==== DATA RECORDS

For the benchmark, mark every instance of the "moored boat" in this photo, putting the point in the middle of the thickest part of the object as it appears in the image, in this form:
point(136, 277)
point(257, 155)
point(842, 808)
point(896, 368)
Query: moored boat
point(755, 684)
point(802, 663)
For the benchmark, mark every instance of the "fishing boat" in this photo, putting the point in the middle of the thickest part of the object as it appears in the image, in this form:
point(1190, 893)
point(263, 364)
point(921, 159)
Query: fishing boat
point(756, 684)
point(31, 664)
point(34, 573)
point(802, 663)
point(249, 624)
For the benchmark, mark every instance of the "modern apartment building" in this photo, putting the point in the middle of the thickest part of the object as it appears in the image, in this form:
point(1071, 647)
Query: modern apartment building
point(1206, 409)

========

> [EXERCISE BRIEF]
The whole listing above needs to be written out again exactly.

> [THE COMPLETED TASK]
For the benchmark, mark every instance of the "moored boat" in this photo, putting the point in the middle of the thickest part of the object as it appears in the image, in this form:
point(136, 277)
point(257, 155)
point(842, 808)
point(896, 368)
Query: moored boat
point(755, 684)
point(802, 663)
For the benchmark, mark every instance of the "fishing boat" in this photo, putting the point in the middle of the thickest part of the object as it appears in the image, in this form:
point(1190, 893)
point(263, 364)
point(921, 159)
Query: fishing boat
point(756, 684)
point(31, 664)
point(34, 573)
point(802, 663)
point(249, 624)
For the benchmark, mark every instance of the "modern apartment building" in this photo, putting the point in the middle of the thickest part of the object as it appears in the image, in this form:
point(1071, 647)
Query: modern apartment building
point(1206, 409)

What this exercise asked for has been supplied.